▶ **TASK DIRECTIONS**:
Return, word for word, only the lines from the one containing "Phrase -- window sill" through the last line of the entries.

[Point annotation records]
______________________________
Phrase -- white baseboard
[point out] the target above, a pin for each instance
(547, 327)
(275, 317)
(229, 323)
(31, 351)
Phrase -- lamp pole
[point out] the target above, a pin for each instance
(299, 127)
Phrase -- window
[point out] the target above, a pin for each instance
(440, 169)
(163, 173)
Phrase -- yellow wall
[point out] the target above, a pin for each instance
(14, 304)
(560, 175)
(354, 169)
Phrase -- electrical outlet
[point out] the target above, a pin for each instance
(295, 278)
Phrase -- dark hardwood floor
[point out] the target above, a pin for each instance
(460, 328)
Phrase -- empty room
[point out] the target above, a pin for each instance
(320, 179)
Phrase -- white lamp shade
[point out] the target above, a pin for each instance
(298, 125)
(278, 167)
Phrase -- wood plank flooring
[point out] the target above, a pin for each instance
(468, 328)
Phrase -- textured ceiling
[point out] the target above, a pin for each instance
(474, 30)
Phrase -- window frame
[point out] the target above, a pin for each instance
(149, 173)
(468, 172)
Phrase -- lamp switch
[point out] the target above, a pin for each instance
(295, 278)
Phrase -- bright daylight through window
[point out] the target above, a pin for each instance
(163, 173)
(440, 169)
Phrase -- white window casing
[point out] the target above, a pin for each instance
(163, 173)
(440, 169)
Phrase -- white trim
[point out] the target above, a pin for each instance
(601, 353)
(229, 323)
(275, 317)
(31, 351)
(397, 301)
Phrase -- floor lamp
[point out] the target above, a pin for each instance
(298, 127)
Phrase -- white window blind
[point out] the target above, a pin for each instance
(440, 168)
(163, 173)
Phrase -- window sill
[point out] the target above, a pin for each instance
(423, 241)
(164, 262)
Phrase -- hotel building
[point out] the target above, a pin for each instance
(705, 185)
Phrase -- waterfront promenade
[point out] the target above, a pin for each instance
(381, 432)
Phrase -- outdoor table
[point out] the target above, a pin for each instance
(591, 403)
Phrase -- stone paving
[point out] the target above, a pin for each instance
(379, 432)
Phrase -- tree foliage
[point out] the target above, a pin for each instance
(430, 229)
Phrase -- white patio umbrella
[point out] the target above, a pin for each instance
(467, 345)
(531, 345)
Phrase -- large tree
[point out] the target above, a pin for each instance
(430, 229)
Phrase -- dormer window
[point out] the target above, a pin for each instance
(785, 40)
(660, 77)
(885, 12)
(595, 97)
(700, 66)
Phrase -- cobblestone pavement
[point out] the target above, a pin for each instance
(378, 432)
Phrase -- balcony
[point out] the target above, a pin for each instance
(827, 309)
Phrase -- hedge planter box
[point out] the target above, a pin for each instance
______________________________
▶ **TASK RESULT**:
Phrase -- window sill
[point out] the target above, a pin for each instance
(423, 241)
(164, 262)
Phrase -- hotel building
[point out] the target above, a pin for each instance
(705, 185)
Phrase -- waterfront promenade
[point out] the target above, a pin for each instance
(381, 432)
Phrase -- outdoor table
[point out] the target above, a pin for each instance
(591, 403)
Phrase -- stone paving
[point out] the target above, a pin for each instance
(379, 432)
Phrase -- tree foliage
[point out] the target above, a pin for each instance
(430, 229)
Phrase -- white patio umbrella
[point out] the target above, a pin for each instance
(467, 345)
(531, 345)
Phrase -- large tree
[point out] the target above, a pin for each instance
(430, 229)
Phrase -- dormer window
[point out] the target above, a pin for each instance
(785, 40)
(660, 77)
(885, 12)
(595, 97)
(700, 66)
Phrase -- cobblestone pavement
[point out] the target above, a pin for each instance
(378, 432)
Phrase -- balcony
[point out] the target above, a pin for each instance
(827, 309)
Phrase -- hedge planter box
[point out] the target above, a pin for each instance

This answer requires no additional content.